> [REQUIRED WORK]: Give back the records below exactly, omitting the pictures.

Records from a data collection

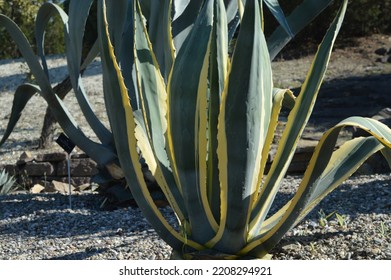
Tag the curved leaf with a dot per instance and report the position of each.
(326, 170)
(297, 120)
(22, 95)
(101, 154)
(297, 20)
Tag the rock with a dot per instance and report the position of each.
(26, 156)
(52, 157)
(61, 187)
(37, 188)
(39, 169)
(79, 168)
(381, 51)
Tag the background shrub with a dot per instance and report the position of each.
(23, 12)
(363, 18)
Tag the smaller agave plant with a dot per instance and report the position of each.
(7, 182)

> [RESPONSE BELOW]:
Tag the curved leaf with a dot per instance and report the position of each.
(326, 170)
(297, 120)
(22, 95)
(101, 154)
(297, 20)
Tag the rock with a dot per instance and report the position of each.
(26, 156)
(52, 157)
(61, 187)
(37, 188)
(39, 169)
(79, 168)
(381, 51)
Tag the background shrub with a dot per instance and report the position of each.
(23, 12)
(363, 18)
Tag the smaller agave plant with a dot per instance and report the position of each.
(7, 182)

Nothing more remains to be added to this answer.